Excerpts of pointing data
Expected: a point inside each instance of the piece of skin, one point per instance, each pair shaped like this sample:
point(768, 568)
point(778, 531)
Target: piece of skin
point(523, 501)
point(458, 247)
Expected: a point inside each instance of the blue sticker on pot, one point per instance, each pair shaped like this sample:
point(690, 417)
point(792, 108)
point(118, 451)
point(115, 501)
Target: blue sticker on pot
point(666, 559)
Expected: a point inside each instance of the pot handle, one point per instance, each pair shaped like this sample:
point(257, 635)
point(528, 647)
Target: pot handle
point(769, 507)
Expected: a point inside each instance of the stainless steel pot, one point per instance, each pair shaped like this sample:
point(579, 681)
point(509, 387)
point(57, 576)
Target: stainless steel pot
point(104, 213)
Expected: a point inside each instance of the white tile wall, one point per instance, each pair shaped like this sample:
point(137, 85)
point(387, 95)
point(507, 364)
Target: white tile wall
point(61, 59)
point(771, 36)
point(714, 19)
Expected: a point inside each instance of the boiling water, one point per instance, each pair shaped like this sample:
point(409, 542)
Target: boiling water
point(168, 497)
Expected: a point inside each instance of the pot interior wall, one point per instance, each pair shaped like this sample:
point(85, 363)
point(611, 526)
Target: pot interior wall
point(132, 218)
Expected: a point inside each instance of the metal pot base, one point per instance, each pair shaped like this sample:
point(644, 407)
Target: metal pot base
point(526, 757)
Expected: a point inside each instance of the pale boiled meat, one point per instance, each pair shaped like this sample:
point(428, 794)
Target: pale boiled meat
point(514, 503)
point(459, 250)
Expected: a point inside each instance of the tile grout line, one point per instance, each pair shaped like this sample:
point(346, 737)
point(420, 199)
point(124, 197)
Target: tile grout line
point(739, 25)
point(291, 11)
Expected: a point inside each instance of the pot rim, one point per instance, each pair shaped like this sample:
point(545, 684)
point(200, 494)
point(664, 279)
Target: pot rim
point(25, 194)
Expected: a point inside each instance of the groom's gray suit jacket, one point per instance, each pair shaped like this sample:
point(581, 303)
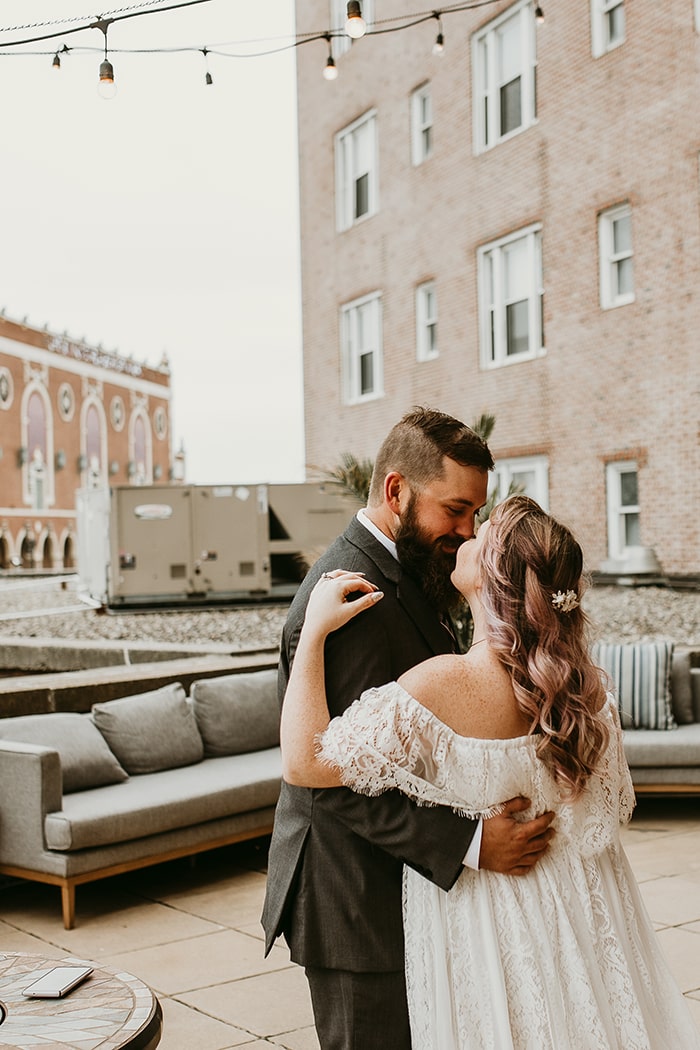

WRITTEN REQUEST:
Revise all of the lines above, replacing every occurrence of "one point per instance" with "one point for each instance" and keeping everything else unchanged; omit the pictures from your answer.

CORRECT OUTPUT:
Expected: a point inside each instance of the piece of skin, one point for each instance, each pair shaped like this sample:
point(768, 568)
point(778, 531)
Target: piece of skin
point(523, 501)
point(458, 247)
Expected: a point inside each instance of the blue sticker on pot, one point for each instance, each pair shaped like this sample:
point(690, 417)
point(792, 108)
point(118, 451)
point(115, 501)
Target: blue sticker on pot
point(666, 559)
Expected: a point inside each instance of the pot handle, one point for each instance, each pair shaped like this sample:
point(257, 635)
point(528, 647)
Target: pot handle
point(769, 507)
Expected: a point inside each instance of the stainless steel pot, one point for each instance, each pair shaped like this sample:
point(579, 681)
point(509, 387)
point(57, 576)
Target: stainless steel pot
point(104, 213)
Expected: a point inside each instance of the white tile wall, one point for each instance, each pair shaped like this sample:
point(137, 85)
point(387, 95)
point(507, 364)
Target: white tile wall
point(61, 59)
point(771, 36)
point(714, 19)
Expected: a point inside each instance of the boiling water, one point for each instance, each pair shaped like this sample:
point(409, 542)
Target: boiling water
point(168, 497)
Expected: a point inside each instance of the pot interior wall, one point for each instance, each pair shaped like this sample:
point(85, 363)
point(611, 526)
Target: pot interior wall
point(132, 218)
Expected: a point inside each instance of the metal pot base, one point for each instance, each pair shaped like this sample:
point(644, 407)
Target: metal pot base
point(526, 757)
Expected: a point inside each instance of the pale boiled meat, one point for each instance, each pair shaped like this sample:
point(428, 794)
Target: pale boiled meat
point(514, 503)
point(459, 250)
Expected: a point inside each instance of the tile grout line, one point for each instance, each pair shaped like this sample:
point(346, 737)
point(420, 199)
point(124, 197)
Target: tile grout line
point(739, 25)
point(291, 11)
Expected: a point inside each instance of the pot rim, one point for each instance, each pair shaped like this sample:
point(545, 684)
point(200, 494)
point(664, 279)
Target: pot rim
point(25, 194)
Expected: a point inside each instance of the groom's gray suit jacket, one point for each instance, each pair shaped like this sample:
point(581, 303)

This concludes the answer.